[Passage shown]
§ §

Without limiting the generality of the provisions of the last paragraph of Section 9.03, for purposes of determining compliance with the conditions specified in this Section 4.01,
each Lender that has signed this Agreement shall be deemed to have consented to, approved or accepted or to be satisfied with, each document or other matter required thereunder to be consented to or approved by or acceptable or satisfactory to a
Lender unless the Administrative Agent shall have received notice from such Lender prior to the proposed Closing Date specifying its objection thereto.
4.02 Conditions to all Credit Extensions. The obligation of each Lender to honor any
Request for Credit Extension (other than a Loan Notice requesting only a conversion of Loans to another Type, or a continuation of Term SOFR Loans or Alternative Currency Term Rate Loans) is subject to the following conditions precedent:
(a) The representations and warranties of each Borrower and each other Loan Party contained in Article
V or any other Loan Document, or which are contained in any document furnished at any time under or in connection herewith or therewith, shall be true and correct in all material respects on and as of the date of such Credit Extension, except
(i) to the extent that such representations and warranties specifically refer to an earlier date, in which case they shall be true and correct in all material respects as of such earlier date, (ii) any representation or warranty (x) set forth in Section
5.19 or (y) that is already by its terms qualified as to “materiality”, “Material Adverse Effect” or similar language shall be true and correct in all respects as of such applicable date (including such earlier date set forth in the foregoing
clause (i)) after giving effect to such qualification and (iii) that for purposes of this Section 4.02, the representations and warranties contained in subsections (a) and (b) of Section 5.05 shall be deemed
to refer to the most recent statements furnished pursuant to subsections (a) and (b), respectively, of Section 6.01.

§ §

[Set exercise A] Print the loan agreement excerpt from "Without limiting the" to "its objection thereto.".
The entries below the loan agreement excerpt are unrelated to it.

[Dataset entries on where objects appear]

§ §

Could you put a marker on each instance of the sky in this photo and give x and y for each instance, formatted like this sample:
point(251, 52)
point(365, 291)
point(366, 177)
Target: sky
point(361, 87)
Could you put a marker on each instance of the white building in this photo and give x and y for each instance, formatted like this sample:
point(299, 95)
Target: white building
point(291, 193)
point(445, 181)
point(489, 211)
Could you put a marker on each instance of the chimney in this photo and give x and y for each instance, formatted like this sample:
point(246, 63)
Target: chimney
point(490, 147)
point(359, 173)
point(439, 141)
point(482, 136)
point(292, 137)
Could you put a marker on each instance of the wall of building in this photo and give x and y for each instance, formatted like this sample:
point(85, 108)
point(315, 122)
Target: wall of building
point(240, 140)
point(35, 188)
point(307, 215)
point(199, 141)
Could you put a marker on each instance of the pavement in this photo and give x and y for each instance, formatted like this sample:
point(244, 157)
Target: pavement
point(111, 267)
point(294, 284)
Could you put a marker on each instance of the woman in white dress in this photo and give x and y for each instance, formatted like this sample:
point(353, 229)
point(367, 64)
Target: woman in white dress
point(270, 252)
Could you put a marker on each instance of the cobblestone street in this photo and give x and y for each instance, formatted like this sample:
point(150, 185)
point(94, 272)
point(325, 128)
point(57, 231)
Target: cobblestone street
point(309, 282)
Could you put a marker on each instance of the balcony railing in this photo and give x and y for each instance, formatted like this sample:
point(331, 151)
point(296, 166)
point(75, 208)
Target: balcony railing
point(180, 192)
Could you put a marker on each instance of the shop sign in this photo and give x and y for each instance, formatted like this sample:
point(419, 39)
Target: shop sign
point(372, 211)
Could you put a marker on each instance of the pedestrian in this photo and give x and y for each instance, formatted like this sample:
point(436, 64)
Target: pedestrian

§ §

[Set exercise B] Arrange the entries from their first line to the line with "point(199, 141)" as a JSON list of strings, one string per line, leaving out blank lines.

[Full response A]
Without limiting the generality of the provisions of the last paragraph of Section 9.03, for purposes of determining compliance with the conditions specified in this Section 4.01,
each Lender that has signed this Agreement shall be deemed to have consented to, approved or accepted or to be satisfied with, each document or other matter required thereunder to be consented to or approved by or acceptable or satisfactory to a
Lender unless the Administrative Agent shall have received notice from such Lender prior to the proposed Closing Date specifying its objection thereto.

[Full response B]
[
  "Could you put a marker on each instance of the sky in this photo and give x and y for each instance, formatted like this sample:",
  "point(251, 52)",
  "point(365, 291)",
  "point(366, 177)",
  "Target: sky",
  "point(361, 87)",
  "Could you put a marker on each instance of the white building in this photo and give x and y for each instance, formatted like this sample:",
  "point(299, 95)",
  "Target: white building",
  "point(291, 193)",
  "point(445, 181)",
  "point(489, 211)",
  "Could you put a marker on each instance of the chimney in this photo and give x and y for each instance, formatted like this sample:",
  "point(246, 63)",
  "Target: chimney",
  "point(490, 147)",
  "point(359, 173)",
  "point(439, 141)",
  "point(482, 136)",
  "point(292, 137)",
  "Could you put a marker on each instance of the wall of building in this photo and give x and y for each instance, formatted like this sample:",
  "point(85, 108)",
  "point(315, 122)",
  "Target: wall of building",
  "point(240, 140)",
  "point(35, 188)",
  "point(307, 215)",
  "point(199, 141)"
]